### ÉNONCÉ ÉCRIT A
Répondez à ces questions sur le texte choisi, une réponse par ligne, numérotée comme la question :
(i) Combien de mois ont été passés sur place avant le départ prévu ?
(ii) Pendant quelle traversée la croyance a-t-elle commencé ?
(iii) Dans quel pays ont été découvertes tant de croyances ?
### ÉNONCÉ ÉCRIT B
Recopiez le passage du texte choisi qui va de « Puis en arrivant » jusqu'à « de faire confiance. ».
### ÉNONCÉ ÉCRIT C
Traduisez en anglais cette phrase du texte choisi : « Alors j’ai décidé de lâcher prise, totalement, et de faire confiance. »

### TEXTE CHOISI
________________________

Je peux décrire la sensation que cela m’a procuré, et en quelques mots : je me suis senti à ma place. Chez moi. Dans mon foyer.
Après quatre mois passés ici, dans quelques jours je sais que je vais partir, mais tout est différent. Car j’ai la chance d’avoir trouvé mon foyer. Mais malgré tout, j’ai décidé de reprendre mon tour du monde, car je n’arrive pas à m’enlever de la tête l’idée de faire le tour de la planète.
Je ne le fais pas sans peurs. Car décider de ne plus rentrer en Europe transforme ce voyage en vie nomade. Je ne sais pas comment je vais vivre, je ne sais pas par où je vais passer, je ne sais pas comment je vais faire pour gagner de l’argent et subvenir à mes besoins.
Je crois en ma bonne étoile, je crois en la prévenance de la mer si on la respecte, je crois profondément en l’humanité.
C’est ce qui a le plus changé. J’ai commencé à croire. Cela a commencé durant la transatlantique, par la superstition : « ne dit pas qu’il n’y a pas assez de vent, tu vas en avoir trop ». J’ai commencé à croire au mauvais oeil, qu’il ne fallait pas perturber. J’ai appris une certaine humilité face à la nature, comme un rite initiatique pour savoir si la mer allait m’accepter où non, si elle allait m’accueillir dans son nouveau monde.
Puis en arrivant au Brésil, j’ai découvert tant de croyances : que ce soit en Dieu, en l’équilibre des planètes ou des forces de l’univers, en la réincarnation, en des déesses africaines… La vie m’a offert trop de coïncidences, je ne peux plus penser que les choses arrivent par hasard. Plus je me laisse aller, plus je vis des choses fortes et rencontre des gens incroyables, comme si c’était écrit, comme si cela devait se dérouler ainsi. Par le passé, j’ai toujours voulu tout contrôler, et cela n’a jamais marché…
Alors j’ai décidé de lâcher prise, totalement, et de faire confiance.
Et dans le pire des cas, quoi qu’il arrive, je sais que sur terre existe un endroit où mon coeur se sent bien, et que si je veux, je peux y retourner.
« Palan. Ensemble de poulies servant à multiplier l’effort sur un cordage. La force du palan est considérable.

________________________

### LIGNES DE DONNÉES

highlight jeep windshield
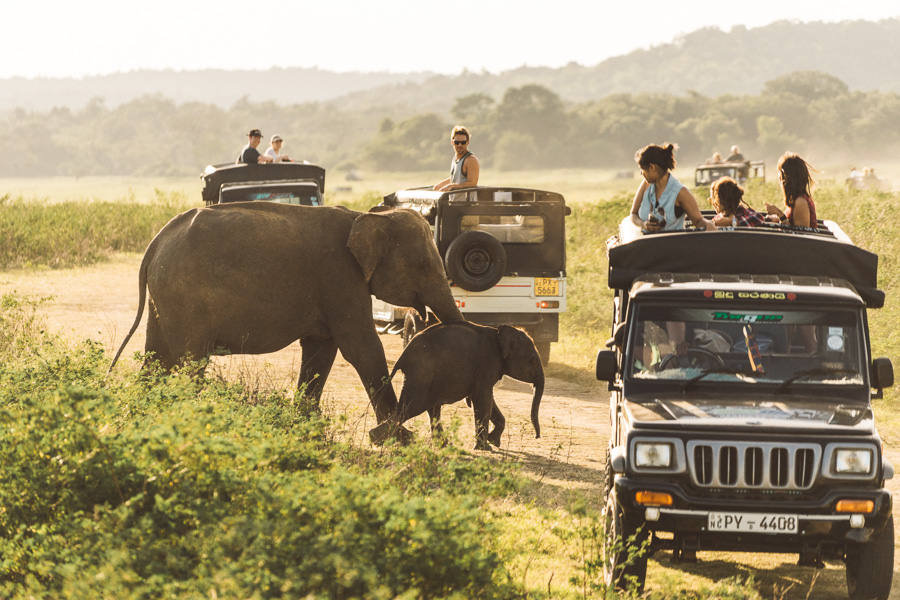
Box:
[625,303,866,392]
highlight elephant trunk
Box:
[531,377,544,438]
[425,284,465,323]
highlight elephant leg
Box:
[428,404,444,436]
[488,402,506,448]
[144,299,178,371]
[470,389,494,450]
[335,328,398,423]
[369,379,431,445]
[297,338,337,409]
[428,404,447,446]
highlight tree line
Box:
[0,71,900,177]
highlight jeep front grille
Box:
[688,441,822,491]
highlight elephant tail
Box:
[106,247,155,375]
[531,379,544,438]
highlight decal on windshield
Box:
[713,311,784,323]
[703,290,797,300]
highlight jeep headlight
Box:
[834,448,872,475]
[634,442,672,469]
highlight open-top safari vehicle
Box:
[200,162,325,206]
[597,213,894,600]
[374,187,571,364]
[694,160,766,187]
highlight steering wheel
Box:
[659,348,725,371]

________________________

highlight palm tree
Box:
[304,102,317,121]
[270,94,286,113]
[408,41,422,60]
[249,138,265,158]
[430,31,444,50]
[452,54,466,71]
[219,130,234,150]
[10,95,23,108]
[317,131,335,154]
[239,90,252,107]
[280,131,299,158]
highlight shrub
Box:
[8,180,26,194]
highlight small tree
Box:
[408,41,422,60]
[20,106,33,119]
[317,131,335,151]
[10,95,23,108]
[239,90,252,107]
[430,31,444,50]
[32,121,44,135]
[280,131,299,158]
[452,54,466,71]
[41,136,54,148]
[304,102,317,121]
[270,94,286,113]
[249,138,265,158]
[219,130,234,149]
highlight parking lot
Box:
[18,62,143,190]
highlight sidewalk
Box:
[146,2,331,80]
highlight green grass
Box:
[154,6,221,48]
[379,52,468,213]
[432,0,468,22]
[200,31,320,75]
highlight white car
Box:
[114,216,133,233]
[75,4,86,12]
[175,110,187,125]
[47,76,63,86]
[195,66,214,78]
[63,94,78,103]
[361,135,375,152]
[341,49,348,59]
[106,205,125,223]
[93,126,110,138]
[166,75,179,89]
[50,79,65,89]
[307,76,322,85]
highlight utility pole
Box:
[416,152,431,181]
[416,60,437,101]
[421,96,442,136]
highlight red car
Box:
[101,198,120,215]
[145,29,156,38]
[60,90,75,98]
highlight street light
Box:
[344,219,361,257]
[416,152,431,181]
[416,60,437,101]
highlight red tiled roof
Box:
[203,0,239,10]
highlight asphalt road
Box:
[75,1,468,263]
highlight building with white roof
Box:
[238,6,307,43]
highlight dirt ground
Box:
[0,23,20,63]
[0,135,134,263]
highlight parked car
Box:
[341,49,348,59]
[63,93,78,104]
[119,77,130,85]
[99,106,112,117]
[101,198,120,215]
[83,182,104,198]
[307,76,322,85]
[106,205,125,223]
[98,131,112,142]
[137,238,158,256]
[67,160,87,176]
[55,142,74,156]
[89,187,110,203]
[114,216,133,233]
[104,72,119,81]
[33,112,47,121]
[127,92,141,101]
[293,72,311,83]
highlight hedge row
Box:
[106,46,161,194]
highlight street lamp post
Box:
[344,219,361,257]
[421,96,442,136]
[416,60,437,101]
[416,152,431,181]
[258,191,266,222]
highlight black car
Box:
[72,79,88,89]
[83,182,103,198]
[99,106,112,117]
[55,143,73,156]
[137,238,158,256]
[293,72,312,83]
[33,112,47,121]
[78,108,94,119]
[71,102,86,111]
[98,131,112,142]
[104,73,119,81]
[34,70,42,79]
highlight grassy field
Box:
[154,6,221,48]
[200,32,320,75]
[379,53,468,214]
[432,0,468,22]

________________________

### RÉPONSE À L'EXERCICE A
(i) Quatre mois.
(ii) Pendant la transatlantique.
(iii) Au Brésil.

### RÉPONSE À L'EXERCICE B
Puis en arrivant au Brésil, j’ai découvert tant de croyances : que ce soit en Dieu, en l’équilibre des planètes ou des forces de l’univers, en la réincarnation, en des déesses africaines… La vie m’a offert trop de coïncidences, je ne peux plus penser que les choses arrivent par hasard. Plus je me laisse aller, plus je vis des choses fortes et rencontre des gens incroyables, comme si c’était écrit, comme si cela devait se dérouler ainsi. Par le passé, j’ai toujours voulu tout contrôler, et cela n’a jamais marché…
Alors j’ai décidé de lâcher prise, totalement, et de faire confiance.

### RÉPONSE À L'EXERCICE C
So I decided to let go, completely, and to trust.